ACTIVITY — Could the listing below be returned exactly, with its pictures left out?

DATA SHOWN —
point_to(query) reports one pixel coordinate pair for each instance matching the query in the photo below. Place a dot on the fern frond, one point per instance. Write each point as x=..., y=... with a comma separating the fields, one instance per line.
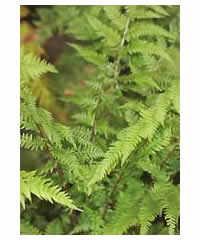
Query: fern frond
x=90, y=55
x=141, y=13
x=148, y=29
x=130, y=137
x=150, y=208
x=28, y=229
x=113, y=13
x=111, y=37
x=127, y=210
x=32, y=67
x=148, y=48
x=33, y=143
x=43, y=188
x=158, y=9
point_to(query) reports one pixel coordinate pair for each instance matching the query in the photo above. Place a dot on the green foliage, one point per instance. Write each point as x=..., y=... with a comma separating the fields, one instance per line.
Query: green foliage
x=117, y=157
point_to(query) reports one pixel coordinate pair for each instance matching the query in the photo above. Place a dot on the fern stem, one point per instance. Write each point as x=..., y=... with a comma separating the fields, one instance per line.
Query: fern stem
x=43, y=135
x=116, y=71
x=114, y=189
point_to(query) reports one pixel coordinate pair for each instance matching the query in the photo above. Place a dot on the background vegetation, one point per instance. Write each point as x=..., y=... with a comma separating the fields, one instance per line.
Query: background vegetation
x=100, y=120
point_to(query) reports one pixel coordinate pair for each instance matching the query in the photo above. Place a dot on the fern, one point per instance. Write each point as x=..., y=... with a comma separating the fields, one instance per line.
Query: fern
x=43, y=188
x=112, y=167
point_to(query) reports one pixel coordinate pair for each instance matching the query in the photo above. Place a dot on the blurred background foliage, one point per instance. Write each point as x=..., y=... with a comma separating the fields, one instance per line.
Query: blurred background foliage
x=48, y=31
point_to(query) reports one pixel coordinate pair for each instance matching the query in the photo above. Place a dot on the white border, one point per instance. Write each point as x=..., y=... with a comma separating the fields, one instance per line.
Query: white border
x=190, y=117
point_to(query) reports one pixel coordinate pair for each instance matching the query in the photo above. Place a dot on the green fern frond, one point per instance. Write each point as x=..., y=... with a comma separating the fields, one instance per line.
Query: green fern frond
x=28, y=229
x=33, y=143
x=90, y=55
x=130, y=137
x=113, y=13
x=127, y=211
x=140, y=13
x=111, y=37
x=148, y=29
x=148, y=48
x=32, y=67
x=43, y=188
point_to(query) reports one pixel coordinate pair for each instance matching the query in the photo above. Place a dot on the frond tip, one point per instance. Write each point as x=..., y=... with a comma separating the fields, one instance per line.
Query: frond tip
x=43, y=188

EXERCISE RESPONSE —
point_to(query) reports one pixel coordinate pair for each instance matching the query in the photo below. Place a dot on the fern frond, one point per instance. Write each point as x=..., y=... with a comma separating the fields, one instance per line.
Query: fern frond
x=90, y=55
x=141, y=13
x=148, y=29
x=130, y=137
x=150, y=208
x=28, y=229
x=113, y=13
x=111, y=37
x=127, y=210
x=32, y=67
x=148, y=48
x=33, y=143
x=43, y=188
x=158, y=9
point_to(query) reports one pixel coordinate pair for each instance matching the query in the photo above. Place a dot on the green foliage, one point per instance. Write each point as x=..., y=... with a comma separating the fields, one instance per line.
Query: green foliage
x=117, y=157
point_to(query) reports one pixel coordinate pair for each instance matching the query in the photo above. Place a dot on the fern stem, one point per instance. Write each point as x=..., y=... with a comma separating the fields, one instance per line.
Query: fern stem
x=43, y=135
x=116, y=71
x=114, y=189
point_to(query) reports one pixel coordinate pair for each instance matching the query in the photo above. Place a dot on the background vegetation, one point per instance. Write each point as x=..., y=... with a comma separating the fields, one instance per line.
Query: background vegetation
x=100, y=120
point_to(query) reports one pixel coordinate pair for each instance matching the query in the photo above. Place a dot on the fern, one point per instance. Write each point as x=..., y=... with a comma separating the fields, one instance per line.
Query: fern
x=43, y=188
x=112, y=167
point_to(query) reports one pixel coordinate pair for each instance matching the query in the photo above. Place a dot on the blurred background foliage, one point per instance. Write each point as x=..., y=... with a comma separating the fields, one instance per line.
Query: blurred background foliage
x=48, y=31
point_to(query) reports one pixel coordinate pair for each instance matching the query in the photo above. Place a dot on the white border, one point per instance. Write each point as x=..., y=... with a comma separating the fields, one instance per line.
Query: white border
x=190, y=117
point_to(query) reports one pixel coordinate pair for each instance matching the query in the photo above. Place a dot on the green fern frond, one point per instance. Write each point as x=..., y=... with a comma separating the fields, one instance per line.
Query: green fern frond
x=28, y=229
x=33, y=143
x=90, y=55
x=130, y=137
x=113, y=13
x=127, y=211
x=140, y=13
x=111, y=37
x=148, y=29
x=148, y=48
x=32, y=67
x=43, y=188
point_to(query) reports one pixel coordinate pair for each instance matching the query in the photo above. Place a dot on the frond tip, one point per instance. Write each point as x=..., y=... with a comma separating the fields, one instance per line.
Query: frond tip
x=43, y=188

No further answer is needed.